Reproduce, with no edits, the line that contains "Where can the wooden door" and all the lines that follow it, ending with the last line of the records.

[Stored entries]
• • • •

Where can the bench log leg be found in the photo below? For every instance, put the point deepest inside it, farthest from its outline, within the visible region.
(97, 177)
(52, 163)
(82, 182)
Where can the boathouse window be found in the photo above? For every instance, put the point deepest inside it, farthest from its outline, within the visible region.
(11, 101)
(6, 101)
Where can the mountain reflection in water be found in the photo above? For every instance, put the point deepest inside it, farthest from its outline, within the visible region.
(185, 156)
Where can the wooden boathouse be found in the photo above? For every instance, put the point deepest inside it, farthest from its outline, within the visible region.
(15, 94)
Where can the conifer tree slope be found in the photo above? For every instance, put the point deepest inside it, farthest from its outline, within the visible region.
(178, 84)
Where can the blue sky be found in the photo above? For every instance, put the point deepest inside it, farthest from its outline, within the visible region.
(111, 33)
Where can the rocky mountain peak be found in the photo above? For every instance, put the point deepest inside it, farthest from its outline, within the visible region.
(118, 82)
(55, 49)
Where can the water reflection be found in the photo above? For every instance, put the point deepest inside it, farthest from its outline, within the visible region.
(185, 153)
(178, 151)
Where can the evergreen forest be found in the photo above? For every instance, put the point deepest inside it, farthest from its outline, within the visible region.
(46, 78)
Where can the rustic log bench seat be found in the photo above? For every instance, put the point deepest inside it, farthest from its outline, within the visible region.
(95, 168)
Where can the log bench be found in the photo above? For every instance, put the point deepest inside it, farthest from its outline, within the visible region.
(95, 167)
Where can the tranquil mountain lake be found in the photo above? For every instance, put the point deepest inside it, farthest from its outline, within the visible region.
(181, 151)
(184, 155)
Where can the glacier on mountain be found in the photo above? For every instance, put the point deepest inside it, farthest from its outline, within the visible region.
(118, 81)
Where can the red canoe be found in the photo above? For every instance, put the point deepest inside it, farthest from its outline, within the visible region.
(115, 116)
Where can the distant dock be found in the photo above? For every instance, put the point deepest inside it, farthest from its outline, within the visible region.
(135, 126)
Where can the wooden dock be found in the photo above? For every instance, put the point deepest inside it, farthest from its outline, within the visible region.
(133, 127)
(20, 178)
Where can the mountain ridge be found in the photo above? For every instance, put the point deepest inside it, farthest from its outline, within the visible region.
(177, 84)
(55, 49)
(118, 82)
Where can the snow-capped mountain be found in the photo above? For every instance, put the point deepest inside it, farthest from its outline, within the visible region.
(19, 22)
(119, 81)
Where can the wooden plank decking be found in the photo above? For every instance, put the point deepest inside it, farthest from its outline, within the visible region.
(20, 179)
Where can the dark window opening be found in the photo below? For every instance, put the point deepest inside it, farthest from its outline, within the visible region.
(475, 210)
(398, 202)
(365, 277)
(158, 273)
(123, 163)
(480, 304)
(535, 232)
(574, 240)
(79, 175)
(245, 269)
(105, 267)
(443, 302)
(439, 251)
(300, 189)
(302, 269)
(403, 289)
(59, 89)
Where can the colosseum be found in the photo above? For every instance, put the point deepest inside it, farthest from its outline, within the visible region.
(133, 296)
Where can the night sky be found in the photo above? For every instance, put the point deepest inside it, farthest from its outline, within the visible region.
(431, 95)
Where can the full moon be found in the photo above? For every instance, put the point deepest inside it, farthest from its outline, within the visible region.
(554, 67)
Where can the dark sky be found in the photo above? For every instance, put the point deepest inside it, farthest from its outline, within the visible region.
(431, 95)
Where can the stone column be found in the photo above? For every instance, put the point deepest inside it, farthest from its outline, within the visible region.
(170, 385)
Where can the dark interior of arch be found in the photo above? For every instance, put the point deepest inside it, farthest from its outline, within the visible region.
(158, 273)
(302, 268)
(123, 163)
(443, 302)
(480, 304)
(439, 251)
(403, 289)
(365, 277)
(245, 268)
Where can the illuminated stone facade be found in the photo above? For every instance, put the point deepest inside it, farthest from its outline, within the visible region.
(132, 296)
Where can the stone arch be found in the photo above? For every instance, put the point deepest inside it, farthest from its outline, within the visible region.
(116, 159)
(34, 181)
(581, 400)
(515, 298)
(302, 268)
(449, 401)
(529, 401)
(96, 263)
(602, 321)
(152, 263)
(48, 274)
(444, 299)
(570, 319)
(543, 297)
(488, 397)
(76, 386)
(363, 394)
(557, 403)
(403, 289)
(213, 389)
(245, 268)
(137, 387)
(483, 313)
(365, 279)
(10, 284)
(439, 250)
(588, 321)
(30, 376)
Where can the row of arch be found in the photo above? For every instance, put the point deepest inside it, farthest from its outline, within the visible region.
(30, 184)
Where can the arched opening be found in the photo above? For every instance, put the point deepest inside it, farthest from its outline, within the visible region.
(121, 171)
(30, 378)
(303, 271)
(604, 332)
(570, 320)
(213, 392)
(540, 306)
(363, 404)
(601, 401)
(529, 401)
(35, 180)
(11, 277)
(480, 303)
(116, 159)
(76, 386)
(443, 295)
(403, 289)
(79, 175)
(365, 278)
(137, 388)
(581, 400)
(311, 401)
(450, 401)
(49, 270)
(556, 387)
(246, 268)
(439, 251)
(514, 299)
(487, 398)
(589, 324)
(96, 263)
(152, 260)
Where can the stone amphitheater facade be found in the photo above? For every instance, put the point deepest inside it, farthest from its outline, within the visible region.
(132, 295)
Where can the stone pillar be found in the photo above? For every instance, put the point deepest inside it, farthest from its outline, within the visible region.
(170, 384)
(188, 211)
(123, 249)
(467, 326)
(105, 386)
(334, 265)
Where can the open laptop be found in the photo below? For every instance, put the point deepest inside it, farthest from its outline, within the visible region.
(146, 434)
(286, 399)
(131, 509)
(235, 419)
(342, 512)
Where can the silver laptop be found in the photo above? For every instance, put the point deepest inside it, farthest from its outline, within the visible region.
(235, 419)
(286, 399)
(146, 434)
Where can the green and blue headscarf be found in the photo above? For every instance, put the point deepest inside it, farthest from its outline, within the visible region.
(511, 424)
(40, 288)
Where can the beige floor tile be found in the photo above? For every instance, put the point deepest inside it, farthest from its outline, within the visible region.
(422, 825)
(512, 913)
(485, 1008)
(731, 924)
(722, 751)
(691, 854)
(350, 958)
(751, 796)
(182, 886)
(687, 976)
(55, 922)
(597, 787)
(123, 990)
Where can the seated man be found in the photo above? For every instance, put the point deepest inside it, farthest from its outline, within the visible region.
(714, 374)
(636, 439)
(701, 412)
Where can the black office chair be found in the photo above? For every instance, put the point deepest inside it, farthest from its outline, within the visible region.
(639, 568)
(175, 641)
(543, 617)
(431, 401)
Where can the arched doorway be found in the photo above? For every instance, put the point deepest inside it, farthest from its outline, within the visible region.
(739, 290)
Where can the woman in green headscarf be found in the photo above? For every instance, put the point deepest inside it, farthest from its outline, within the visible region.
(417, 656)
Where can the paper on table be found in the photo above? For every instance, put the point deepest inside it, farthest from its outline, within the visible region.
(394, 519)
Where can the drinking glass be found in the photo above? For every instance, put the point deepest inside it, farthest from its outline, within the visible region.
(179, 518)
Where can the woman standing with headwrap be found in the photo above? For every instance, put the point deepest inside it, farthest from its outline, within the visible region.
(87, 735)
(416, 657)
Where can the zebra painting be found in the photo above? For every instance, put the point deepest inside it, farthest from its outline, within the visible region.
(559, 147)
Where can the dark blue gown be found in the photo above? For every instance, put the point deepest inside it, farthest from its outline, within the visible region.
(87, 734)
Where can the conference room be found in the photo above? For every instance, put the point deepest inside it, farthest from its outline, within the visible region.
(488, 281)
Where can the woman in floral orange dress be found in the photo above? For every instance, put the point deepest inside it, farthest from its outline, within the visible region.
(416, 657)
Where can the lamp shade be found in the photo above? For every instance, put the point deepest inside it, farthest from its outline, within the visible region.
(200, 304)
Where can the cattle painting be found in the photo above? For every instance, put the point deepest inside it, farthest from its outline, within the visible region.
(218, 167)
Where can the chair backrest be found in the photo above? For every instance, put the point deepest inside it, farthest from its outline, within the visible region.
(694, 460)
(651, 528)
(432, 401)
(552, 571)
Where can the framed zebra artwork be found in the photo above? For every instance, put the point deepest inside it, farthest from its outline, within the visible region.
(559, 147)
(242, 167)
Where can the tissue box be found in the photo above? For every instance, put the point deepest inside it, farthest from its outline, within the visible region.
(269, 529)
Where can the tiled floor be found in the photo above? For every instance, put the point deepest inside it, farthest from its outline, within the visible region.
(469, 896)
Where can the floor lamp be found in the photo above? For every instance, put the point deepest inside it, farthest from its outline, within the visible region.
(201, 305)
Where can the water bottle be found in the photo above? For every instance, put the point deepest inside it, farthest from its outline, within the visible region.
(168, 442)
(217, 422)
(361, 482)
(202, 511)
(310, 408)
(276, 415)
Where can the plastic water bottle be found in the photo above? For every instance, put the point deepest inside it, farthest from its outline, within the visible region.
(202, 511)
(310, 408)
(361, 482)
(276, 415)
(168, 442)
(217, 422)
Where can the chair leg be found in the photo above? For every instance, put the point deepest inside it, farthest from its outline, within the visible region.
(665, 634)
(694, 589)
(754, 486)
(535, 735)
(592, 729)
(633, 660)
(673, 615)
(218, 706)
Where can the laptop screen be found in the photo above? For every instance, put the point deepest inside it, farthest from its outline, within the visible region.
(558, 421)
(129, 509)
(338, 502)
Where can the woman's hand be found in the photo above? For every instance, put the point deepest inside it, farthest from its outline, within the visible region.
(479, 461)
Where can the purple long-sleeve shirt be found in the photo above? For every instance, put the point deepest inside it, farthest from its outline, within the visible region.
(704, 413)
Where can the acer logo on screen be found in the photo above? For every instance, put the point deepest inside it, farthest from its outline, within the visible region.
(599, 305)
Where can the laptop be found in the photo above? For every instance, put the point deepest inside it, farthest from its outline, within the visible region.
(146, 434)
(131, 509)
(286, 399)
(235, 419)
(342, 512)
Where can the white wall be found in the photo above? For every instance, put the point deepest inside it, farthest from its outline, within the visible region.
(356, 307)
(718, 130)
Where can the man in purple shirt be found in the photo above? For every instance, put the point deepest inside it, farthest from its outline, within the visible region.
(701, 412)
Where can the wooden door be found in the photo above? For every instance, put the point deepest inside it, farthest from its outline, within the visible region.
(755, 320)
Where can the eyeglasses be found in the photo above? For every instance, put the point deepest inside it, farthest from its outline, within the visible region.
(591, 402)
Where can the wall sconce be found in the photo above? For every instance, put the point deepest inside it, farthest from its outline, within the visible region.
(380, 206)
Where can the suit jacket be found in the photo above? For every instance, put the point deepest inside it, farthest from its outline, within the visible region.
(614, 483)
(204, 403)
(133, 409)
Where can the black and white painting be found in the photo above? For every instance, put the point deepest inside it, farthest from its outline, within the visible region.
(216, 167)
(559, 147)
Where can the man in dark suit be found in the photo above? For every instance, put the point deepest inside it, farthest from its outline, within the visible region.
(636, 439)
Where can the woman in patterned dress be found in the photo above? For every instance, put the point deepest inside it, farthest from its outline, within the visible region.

• • • •

**RESPONSE TO THIS EXERCISE**
Where can the wooden door be found in the photo above? For every instance, put the point deepest inside it, farthest from its outline, within the visible region.
(755, 320)
Where can the eyeglasses be found in the photo above? For every instance, put the point deepest inside it, farthest from its outline, within the visible region.
(591, 402)
Where can the wall sconce be found in the photo above? For every instance, put the point deepest inside it, farthest from its outline, within the visible region.
(380, 206)
Where can the suit jacket be found in the photo above? For every instance, put the point deepest inside it, farthest from its outline, within the visible region.
(614, 483)
(204, 403)
(133, 409)
Where can the black and white painting be found in the photo above? For every instance, put the point deepest inside it, farthest from its outline, within the visible region.
(216, 167)
(559, 147)
Where can the man in dark suit be found in the photo above? For every instance, put the point deepest inside it, farthest from its outline, within the visible region.
(636, 439)
Where can the woman in patterned dress be found in the photo above? For every instance, put the point deepest inside it, farthest from its outline, within the visible region.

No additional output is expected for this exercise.